Request A: In the records below, report every line that contains the string "mask", copying each such line in full.

─── Page extract ───

THE BOOK cover
The Unwritten Book is Finally Written!
An in-depth analysis of: The sacrifice bunt, batter/pitcher matchups, the intentional base on balls, optimizing a batting lineup, hot and cold streaks, clutch performance, platooning strategies, and much more.
Read Excerpts & Customer Reviews

Buy The Book from Amazon


SABR101 required reading if you enter this site. Check out the Sabermetric Wiki. And interesting baseball books.
MOST RECENT ARTICLES
MAIL : You ask | We say

Advanced


THE BOOK--Playing The Percentages In Baseball

<< Back to main

Wednesday, November 16, 2011

HITf/x: (horizontal) batted ball speed

By Tangotiger, 10:31 AM

Great stuff from Mike:

Batters have a good deal of correlation between halves of the sample, with a correlation coefficient of r=0.76 with an average of 201 batted balls in each half. That means that we would add 63 batted balls (or about one month’s worth) at league average to the observed average speed for each batter in order to estimate his true skill.
...
Pitchers have fairly good correlation between halves of the sample, though not as good as batters. The correlation coefficient is r=0.48 with an average of 251 batted balls in each half. That means that we would add 269 batted balls (or about three months’ worth for a starter) at league average to the observed average speed for each pitcher in order to estimate his true skill.

─── Data records ───

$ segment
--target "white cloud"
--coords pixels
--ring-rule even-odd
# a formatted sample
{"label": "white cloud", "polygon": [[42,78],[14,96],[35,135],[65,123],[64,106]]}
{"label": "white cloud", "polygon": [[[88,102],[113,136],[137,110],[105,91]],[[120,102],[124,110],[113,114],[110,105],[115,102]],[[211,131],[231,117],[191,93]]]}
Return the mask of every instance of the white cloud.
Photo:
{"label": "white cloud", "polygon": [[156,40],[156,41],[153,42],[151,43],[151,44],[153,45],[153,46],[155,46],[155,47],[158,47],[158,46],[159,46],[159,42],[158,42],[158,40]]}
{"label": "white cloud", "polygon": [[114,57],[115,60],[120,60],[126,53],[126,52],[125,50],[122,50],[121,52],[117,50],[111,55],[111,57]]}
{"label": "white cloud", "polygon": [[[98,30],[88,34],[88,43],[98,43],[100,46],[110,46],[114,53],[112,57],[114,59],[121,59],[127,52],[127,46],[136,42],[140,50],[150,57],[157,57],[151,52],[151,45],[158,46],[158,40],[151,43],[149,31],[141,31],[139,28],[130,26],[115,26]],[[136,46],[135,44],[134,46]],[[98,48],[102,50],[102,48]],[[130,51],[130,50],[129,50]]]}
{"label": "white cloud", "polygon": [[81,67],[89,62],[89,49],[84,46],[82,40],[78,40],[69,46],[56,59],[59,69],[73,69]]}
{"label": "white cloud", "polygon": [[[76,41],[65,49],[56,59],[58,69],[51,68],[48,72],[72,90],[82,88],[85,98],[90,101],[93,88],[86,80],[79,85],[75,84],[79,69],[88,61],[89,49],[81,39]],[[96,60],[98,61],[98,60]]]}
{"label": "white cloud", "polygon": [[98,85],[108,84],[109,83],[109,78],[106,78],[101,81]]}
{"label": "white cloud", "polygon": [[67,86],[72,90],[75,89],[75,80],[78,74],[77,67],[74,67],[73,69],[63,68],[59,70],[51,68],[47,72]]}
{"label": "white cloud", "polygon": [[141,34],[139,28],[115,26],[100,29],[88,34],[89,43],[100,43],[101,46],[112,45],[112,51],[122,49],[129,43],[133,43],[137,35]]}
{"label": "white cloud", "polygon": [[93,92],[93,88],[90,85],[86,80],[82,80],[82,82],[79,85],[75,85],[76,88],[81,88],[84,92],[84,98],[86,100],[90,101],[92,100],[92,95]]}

───

Request B: Copy the whole batted ball speed page above, word for word.

Expected output A:
Return the mask of every instance of the white cloud.

Expected output B:
THE BOOK cover
The Unwritten Book is Finally Written!
An in-depth analysis of: The sacrifice bunt, batter/pitcher matchups, the intentional base on balls, optimizing a batting lineup, hot and cold streaks, clutch performance, platooning strategies, and much more.
Read Excerpts & Customer Reviews

Buy The Book from Amazon


SABR101 required reading if you enter this site. Check out the Sabermetric Wiki. And interesting baseball books.
MOST RECENT ARTICLES
MAIL : You ask | We say

Advanced


THE BOOK--Playing The Percentages In Baseball

<< Back to main

Wednesday, November 16, 2011

HITf/x: (horizontal) batted ball speed

By Tangotiger, 10:31 AM

Great stuff from Mike:

Batters have a good deal of correlation between halves of the sample, with a correlation coefficient of r=0.76 with an average of 201 batted balls in each half. That means that we would add 63 batted balls (or about one month’s worth) at league average to the observed average speed for each batter in order to estimate his true skill.
...
Pitchers have fairly good correlation between halves of the sample, though not as good as batters. The correlation coefficient is r=0.48 with an average of 251 batted balls in each half. That means that we would add 269 batted balls (or about three months’ worth for a starter) at league average to the observed average speed for each pitcher in order to estimate his true skill.